Pick up the interview below about the documentary series on neoconservative foreign policy, and continue it after its last sentence.
-- begin Passage --
Robbie, your new film series, "A Very Heavy Agenda."
It tells the story of what's happened with our hawkish foreign policy over these last
16 years or so, even a little before that.
Give us a quick primer on the overall take of the film.
It's a three-part documentary series that pretty much chronologically goes over what
kind of damage mostly the neoconservatives were doing, starting with the Bush administration,
and then going all the way until the present.
Most of the movie covers the eight years of Obama, and how the neocons crept in during
his administration and influenced it in terms of the Ukraine policy, the Syrian policy,
our intervention in Libya.
Pretty much every military intervention that happened while Obama was in office was in
some way either egged on or influenced by the neocons, some of them actually inside
of his own administration.
One of the things that you discuss in the film is the Project for a New American Century,
PNAC.
That is a story that a lot of Americans either didn't pay attention to during the Clinton
administration and the Bush administration, or they simply didn't hear about it.
Tell us a little bit about PNAC and how they helped to influence basically our horrible
foreign policy for the last couple of decades.
When most people think of neoconservative foreign policy, the names the American Enterprise
Institute, the Hudson Institute, some of these more traditional think tanks in D.C. take
top billing, but Project for the New American Century in a lot of ways was actually the
most influential neoconservative institution over the Bush administration.
In fact, I think over 15 members of PNAC actually went directly into the Bush White House immediately
when he got into office.
You can look at letters they were writing, essentially lobbying presidents ever since
Bill Clinton, to get us into foreign interventions.
They wrote a letter to Bill Clinton in 1998 asking him to overthrow Saddam Hussein.
-- end Passage --
-- begin Dataset extract --
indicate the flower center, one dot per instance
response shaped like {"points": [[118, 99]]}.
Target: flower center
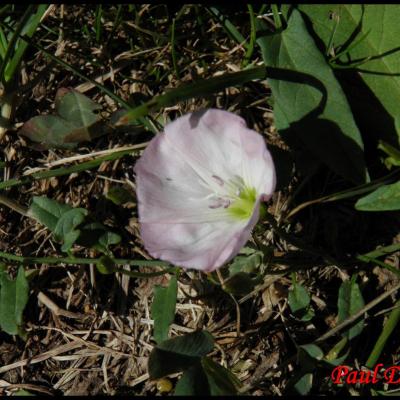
{"points": [[235, 196]]}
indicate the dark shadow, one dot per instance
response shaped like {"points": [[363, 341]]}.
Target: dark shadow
{"points": [[322, 139]]}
-- end Dataset extract --
→ The answer
It was signed by people like Jeb Bush, Paul Wolfowitz, Francis Fukuyama, many others who
ended up going directly into the Bush administration.
What they've been doing the whole time is essentially working as an outside, agitating
force to get whatever administration is currently in power to engage in some new military conflict.
I think probably the thing that would interest people the most about PNAC is, in 2000 they
actually wrote a document called Rebuilding America's Defenses, which lays out the post
9/11 Bush world.
In that document, they say that to accomplish this buildup of our military in this short
time frame that we'd like, it would require an event, something resembling a new Pearl
Harbor, a catalyzing event like a new Pearl Harbor.
Which of course a year later 9/11 happened and it allowed them to do all the things that
they laid out in this document.
If you look today, go online and you try to find the Project for a New American Century,
at least on the surface it appears that this group has disappeared or they disbanded.
They no longer exist online.
Are they still around?
Are they still out there coordinating with each other, or have they really disbanded
and gone their separate ways?
No, they're definitely still out there.
I describe it to people like what Blackwater did.
If you search for Blackwater now on the Internet, you won't find their name anywhere because
they've changed their name several times since all the controversies happened.
It's a similar thing to Project for the New American Century.
Somewhere around the time of 2007, 2008 they decided to close down the Project for the
New American Century and essentially reopen it under a new name.
The intentions behind this reopening was not only a rebranding to make people forget what
kind of reputation the neocons had.
They had such a bad reputation that it was in a very simple way a rebranding effort.
I think more importantly, what they were trying to do, just like they tried to do during the
Clinton administration, is neoconservatives realized that partisanship is actually unimportant.
What's more important is trying to reach across the aisle and influence Democrats, essentially
during the Obama administration, to go along with sort of this Bush foreign policy, and
that's what they did.
I would describe the foreign policy initiative, which is their rebranded think tank, as PNAC
2.0.
They did that as soon as Obama got into office, they egged him on for roughly the first four
years of his presidency, and were cheering on many of Obama's foreign policy actions
that could arguably could be described as neocon.
You talk a lot about Kagan in the films.
Lay out his story.
Why should the voters be concerned about a guy like Kagan throwing support behind Hillary
Clinton?
I think the main reason is that he was the co-founder of the Project for the New American
Century, which of course is this very influential neoconservative think tank, but why I think
Kagan is particularly dangerous is because he's really good at appealing to liberalism.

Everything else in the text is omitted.